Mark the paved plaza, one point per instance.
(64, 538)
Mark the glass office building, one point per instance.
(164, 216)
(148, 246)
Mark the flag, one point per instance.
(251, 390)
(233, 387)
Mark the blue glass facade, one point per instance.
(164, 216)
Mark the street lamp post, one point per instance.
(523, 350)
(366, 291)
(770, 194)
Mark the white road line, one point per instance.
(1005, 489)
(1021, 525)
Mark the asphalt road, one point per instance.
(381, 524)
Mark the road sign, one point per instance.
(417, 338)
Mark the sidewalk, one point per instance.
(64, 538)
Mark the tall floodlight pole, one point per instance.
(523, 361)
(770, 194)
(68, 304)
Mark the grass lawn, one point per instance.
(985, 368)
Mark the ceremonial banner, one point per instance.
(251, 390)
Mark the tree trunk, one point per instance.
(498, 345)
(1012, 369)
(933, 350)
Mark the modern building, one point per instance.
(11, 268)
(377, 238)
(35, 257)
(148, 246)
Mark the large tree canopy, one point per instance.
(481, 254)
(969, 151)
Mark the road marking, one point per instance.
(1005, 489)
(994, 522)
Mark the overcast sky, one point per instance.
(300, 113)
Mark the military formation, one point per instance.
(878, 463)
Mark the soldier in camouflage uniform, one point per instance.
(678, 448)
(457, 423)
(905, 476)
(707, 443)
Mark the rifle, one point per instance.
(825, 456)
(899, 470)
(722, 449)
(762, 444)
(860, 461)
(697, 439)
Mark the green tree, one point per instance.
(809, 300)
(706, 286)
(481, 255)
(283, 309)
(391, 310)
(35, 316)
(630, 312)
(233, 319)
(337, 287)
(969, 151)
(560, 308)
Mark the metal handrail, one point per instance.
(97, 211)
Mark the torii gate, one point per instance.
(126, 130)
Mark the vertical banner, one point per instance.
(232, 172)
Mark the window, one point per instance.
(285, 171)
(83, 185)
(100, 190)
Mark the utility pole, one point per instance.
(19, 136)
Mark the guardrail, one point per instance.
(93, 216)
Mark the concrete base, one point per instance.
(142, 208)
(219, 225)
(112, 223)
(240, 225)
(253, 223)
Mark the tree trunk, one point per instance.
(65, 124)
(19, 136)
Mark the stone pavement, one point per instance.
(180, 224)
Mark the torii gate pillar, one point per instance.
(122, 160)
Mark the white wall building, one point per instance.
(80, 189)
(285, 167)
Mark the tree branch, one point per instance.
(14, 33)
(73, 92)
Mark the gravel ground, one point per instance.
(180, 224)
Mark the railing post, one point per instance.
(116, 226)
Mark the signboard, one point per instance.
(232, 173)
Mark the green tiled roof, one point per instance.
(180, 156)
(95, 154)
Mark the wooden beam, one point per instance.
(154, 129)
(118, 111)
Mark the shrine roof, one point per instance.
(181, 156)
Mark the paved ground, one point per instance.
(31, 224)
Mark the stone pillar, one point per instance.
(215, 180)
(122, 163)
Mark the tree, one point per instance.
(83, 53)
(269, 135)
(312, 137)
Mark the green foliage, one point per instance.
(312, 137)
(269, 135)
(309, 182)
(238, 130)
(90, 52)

==================================================

THE PROBLEM
Reproduce the records word for word, starting with the line that contains "Mark the green tiled" and continuing through the final line of the records.

SOLUTION TO THIS EXERCISE
Mark the green tiled roof, one point per instance.
(180, 156)
(95, 154)
Mark the wooden beam, one point per instance.
(154, 129)
(118, 111)
Mark the shrine roof, one point per instance.
(181, 156)
Mark the paved ground, one point per instance.
(31, 224)
Mark the stone pillar, one point per instance.
(215, 180)
(122, 163)
Mark the tree, one point per instance.
(83, 53)
(269, 135)
(312, 137)
Mark the green foliage, one point per instance.
(312, 137)
(269, 135)
(309, 182)
(238, 130)
(90, 52)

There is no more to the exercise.